[[ Quoted passage open ]]

Childhood dementia frequently asked questions

Is childhood dementia the same as childhood Alzheimer’s?

Childhood dementia is sometimes referred to as Alzheimer’s in kids. The signs and symptoms are similar to Alzheimer's disease, and so this name is used to help people quickly understand the challenges kids with dementia can face. While ‘Alzheimer’s’ and ‘dementia’ are often colloquially used interchangeably, many people don’t know that Alzheimer’s disease is actually a specific disease. It’s the most common cause of dementia in adults. In children, dementia is caused by rare genetic disorders

How is childhood dementia diagnosed?

[[ Quoted passage closed ]]
[[ Given data open ]]

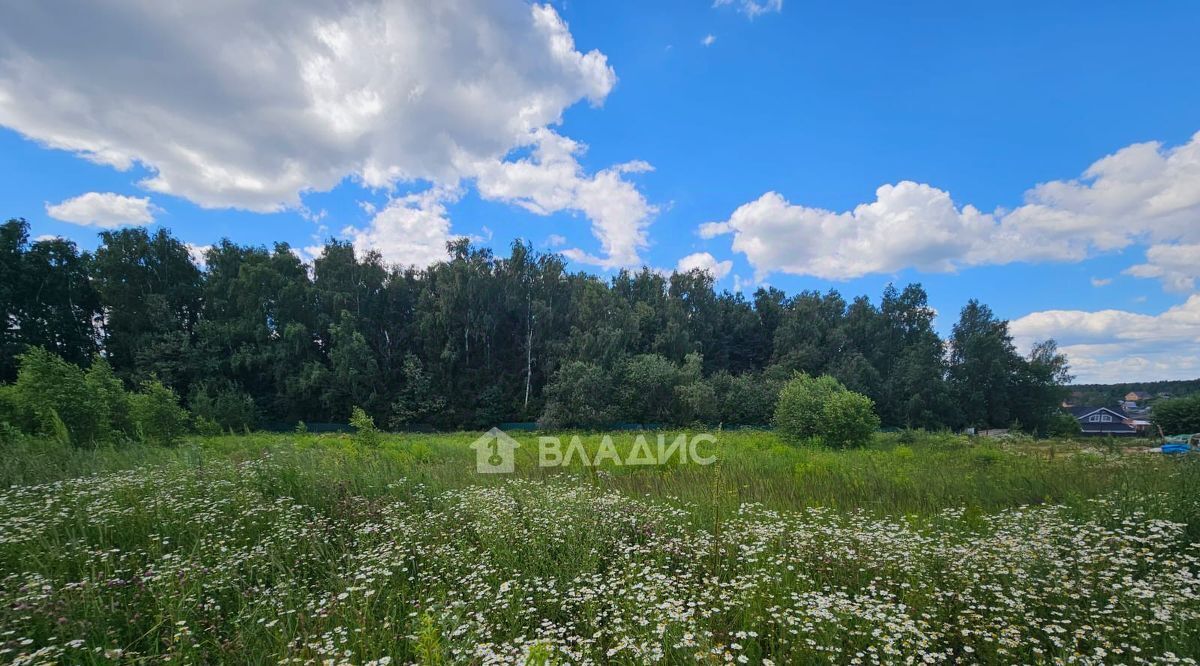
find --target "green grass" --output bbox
[0,432,1200,664]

[[ Given data closed ]]

▶ _What you should do_: Could you transcribe the part of the childhood dementia FAQ that opens with "Childhood dementia frequently" and closes with "childhood dementia diagnosed?"? This data comes from a different source than the childhood dementia FAQ.

▶ _Result for this task_:
Childhood dementia frequently asked questions

Is childhood dementia the same as childhood Alzheimer’s?

Childhood dementia is sometimes referred to as Alzheimer’s in kids. The signs and symptoms are similar to Alzheimer's disease, and so this name is used to help people quickly understand the challenges kids with dementia can face. While ‘Alzheimer’s’ and ‘dementia’ are often colloquially used interchangeably, many people don’t know that Alzheimer’s disease is actually a specific disease. It’s the most common cause of dementia in adults. In children, dementia is caused by rare genetic disorders

How is childhood dementia diagnosed?